--- Begin ---
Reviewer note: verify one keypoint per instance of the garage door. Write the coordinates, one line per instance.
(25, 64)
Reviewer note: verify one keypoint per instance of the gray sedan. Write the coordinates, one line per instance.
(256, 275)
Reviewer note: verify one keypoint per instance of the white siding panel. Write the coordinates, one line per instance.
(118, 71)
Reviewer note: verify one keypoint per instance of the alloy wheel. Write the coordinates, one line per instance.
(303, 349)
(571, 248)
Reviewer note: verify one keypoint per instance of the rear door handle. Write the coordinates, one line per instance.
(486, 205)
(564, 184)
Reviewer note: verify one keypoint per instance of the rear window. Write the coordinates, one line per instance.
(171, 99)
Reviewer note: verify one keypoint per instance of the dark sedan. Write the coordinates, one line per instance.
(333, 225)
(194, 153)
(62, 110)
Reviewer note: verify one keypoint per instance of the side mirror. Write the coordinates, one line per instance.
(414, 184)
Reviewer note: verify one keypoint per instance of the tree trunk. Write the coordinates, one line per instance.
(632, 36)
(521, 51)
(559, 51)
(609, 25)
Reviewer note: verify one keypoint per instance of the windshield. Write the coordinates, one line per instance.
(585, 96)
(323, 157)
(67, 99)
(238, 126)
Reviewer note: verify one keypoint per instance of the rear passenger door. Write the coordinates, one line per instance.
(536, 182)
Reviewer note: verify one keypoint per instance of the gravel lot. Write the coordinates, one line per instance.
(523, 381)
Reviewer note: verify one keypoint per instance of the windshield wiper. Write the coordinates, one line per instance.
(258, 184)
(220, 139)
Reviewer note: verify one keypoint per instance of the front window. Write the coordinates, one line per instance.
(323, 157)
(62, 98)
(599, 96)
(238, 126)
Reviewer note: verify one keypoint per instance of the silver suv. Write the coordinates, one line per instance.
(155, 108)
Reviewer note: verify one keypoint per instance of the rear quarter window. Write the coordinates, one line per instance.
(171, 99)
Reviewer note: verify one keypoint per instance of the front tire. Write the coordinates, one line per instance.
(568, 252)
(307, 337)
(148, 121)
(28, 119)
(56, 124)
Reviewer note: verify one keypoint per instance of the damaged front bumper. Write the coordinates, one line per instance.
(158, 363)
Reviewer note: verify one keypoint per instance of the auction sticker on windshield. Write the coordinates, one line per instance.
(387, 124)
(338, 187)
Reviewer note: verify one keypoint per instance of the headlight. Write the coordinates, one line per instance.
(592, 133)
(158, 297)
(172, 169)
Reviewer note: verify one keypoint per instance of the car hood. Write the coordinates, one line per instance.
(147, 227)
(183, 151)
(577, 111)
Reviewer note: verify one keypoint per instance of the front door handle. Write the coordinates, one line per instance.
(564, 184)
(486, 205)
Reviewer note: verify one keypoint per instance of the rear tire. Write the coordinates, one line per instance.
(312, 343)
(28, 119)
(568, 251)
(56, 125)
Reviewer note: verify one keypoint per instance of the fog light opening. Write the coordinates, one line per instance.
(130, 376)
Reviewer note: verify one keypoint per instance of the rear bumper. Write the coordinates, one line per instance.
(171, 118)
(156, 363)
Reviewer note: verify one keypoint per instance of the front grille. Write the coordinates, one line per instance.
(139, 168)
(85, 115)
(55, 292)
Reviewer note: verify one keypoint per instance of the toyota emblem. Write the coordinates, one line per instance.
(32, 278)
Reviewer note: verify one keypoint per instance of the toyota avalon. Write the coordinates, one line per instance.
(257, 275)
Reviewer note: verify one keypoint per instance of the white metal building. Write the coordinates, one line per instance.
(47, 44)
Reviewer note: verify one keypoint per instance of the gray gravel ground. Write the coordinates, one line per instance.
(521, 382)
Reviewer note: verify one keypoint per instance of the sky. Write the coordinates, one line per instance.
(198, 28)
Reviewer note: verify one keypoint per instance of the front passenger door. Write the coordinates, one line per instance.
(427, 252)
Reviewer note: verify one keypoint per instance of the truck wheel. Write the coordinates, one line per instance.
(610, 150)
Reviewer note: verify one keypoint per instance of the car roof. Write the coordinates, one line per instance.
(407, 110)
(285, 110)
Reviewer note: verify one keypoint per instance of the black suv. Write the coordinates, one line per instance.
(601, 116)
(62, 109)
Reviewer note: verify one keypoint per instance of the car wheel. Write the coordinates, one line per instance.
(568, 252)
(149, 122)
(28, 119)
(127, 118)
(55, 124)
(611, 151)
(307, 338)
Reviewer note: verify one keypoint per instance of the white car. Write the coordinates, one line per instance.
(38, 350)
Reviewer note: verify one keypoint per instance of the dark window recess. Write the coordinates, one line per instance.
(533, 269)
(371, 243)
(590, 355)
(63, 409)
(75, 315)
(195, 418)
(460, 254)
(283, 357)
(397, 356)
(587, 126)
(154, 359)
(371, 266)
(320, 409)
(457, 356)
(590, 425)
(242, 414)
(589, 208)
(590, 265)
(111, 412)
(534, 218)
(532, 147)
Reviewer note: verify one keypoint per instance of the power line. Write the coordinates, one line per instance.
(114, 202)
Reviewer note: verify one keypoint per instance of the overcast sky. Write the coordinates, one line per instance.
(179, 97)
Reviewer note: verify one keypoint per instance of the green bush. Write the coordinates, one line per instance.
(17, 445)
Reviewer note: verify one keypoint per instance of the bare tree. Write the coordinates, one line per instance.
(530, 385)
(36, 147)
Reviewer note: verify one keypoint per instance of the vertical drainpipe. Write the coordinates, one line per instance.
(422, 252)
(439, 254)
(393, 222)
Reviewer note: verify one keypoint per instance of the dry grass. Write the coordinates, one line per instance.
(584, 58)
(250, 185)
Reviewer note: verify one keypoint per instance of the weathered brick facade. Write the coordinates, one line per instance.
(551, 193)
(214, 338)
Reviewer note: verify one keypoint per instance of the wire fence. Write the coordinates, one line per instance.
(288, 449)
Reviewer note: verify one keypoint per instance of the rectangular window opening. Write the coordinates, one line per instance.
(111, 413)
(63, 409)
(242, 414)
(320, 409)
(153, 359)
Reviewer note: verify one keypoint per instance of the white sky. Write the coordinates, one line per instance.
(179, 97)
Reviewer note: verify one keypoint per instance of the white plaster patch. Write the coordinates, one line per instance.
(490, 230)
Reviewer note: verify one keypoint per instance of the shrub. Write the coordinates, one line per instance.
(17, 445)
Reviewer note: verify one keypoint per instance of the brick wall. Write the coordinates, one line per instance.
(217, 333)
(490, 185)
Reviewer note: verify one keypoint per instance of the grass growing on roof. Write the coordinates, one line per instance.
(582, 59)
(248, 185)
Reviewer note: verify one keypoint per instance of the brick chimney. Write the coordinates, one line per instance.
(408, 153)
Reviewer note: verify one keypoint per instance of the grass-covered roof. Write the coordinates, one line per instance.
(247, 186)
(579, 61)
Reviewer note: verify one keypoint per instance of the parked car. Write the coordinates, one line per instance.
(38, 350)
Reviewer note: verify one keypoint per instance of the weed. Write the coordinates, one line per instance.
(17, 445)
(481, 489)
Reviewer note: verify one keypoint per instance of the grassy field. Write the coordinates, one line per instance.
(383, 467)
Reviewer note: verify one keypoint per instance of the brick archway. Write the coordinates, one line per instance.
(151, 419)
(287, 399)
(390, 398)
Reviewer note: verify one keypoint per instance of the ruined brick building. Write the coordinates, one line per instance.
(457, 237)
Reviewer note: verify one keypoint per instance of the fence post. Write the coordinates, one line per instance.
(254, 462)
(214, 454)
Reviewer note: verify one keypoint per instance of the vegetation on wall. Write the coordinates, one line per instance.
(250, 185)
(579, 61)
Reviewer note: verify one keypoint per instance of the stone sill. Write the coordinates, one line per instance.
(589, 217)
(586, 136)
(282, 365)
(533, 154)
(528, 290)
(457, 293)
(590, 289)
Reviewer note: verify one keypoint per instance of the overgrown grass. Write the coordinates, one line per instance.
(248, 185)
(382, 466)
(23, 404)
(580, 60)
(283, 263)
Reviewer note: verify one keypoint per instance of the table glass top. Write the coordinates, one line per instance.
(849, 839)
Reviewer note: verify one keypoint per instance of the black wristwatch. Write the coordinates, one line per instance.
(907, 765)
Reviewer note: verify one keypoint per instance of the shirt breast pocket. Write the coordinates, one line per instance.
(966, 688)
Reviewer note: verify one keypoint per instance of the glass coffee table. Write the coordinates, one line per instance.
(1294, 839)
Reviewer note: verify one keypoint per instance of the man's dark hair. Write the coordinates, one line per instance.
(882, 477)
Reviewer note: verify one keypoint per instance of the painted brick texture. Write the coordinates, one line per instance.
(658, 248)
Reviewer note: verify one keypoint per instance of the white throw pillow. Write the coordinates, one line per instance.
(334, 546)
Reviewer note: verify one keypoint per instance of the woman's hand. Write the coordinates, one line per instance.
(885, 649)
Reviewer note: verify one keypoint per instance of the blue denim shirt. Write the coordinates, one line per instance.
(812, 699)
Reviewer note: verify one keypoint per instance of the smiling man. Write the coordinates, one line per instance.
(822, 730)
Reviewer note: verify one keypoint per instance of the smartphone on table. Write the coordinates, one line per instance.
--- End ---
Repeat only the stretch of lines that begins at the line containing "of the vegetation" and ends at the last line above, both included.

Result of this exercise -
Reviewer note: verify one keypoint per instance of the vegetation on wall. Write the coordinates, one line per instance.
(250, 185)
(579, 61)
Reviewer note: verify one keypoint per instance of the stone sill. Write the coordinates, one line per instance.
(589, 217)
(586, 136)
(282, 365)
(533, 154)
(528, 290)
(457, 293)
(590, 289)
Reviewer note: verify one keypoint per instance of the overgrown grass. Write the coordinates, one line per instance.
(248, 185)
(382, 466)
(23, 404)
(580, 60)
(283, 263)
Reviewer note: verify one keypoint per instance of the table glass top. Write the coordinates, one line per instance.
(849, 839)
Reviewer note: verify one keypoint per instance of the black wristwatch. Write the coordinates, one line per instance.
(907, 765)
Reviewer note: verify one keypoint per instance of the shirt breast pocket. Write the coordinates, one line per instance.
(966, 688)
Reviewer note: verify one keypoint per instance of the glass coffee table. Write the coordinates, one line per instance.
(1294, 839)
Reviewer note: verify one keypoint per instance of the man's dark hair. Write the coordinates, one line per instance.
(882, 477)
Reviewer note: verify one keypoint per instance of the painted brick texture. Write the coordinates, one line per instance.
(658, 248)
Reviewer note: verify one keypoint per instance of the white throw pillow. Write the coordinates, one line per instance.
(334, 546)
Reviewer note: verify one keypoint per instance of the woman's hand. Write the coordinates, one line per instance.
(885, 649)
Reviewer note: verify one keypoint per instance of the blue denim shirt. Write the coordinates, one line per instance.
(812, 699)
Reviewer note: verify one keypoint per instance of the smiling man. Write the coordinates, one line per instance.
(822, 730)
Reviewer note: verify one keypoint per instance of the smartphone on table. Write the coordinates, one line per instance.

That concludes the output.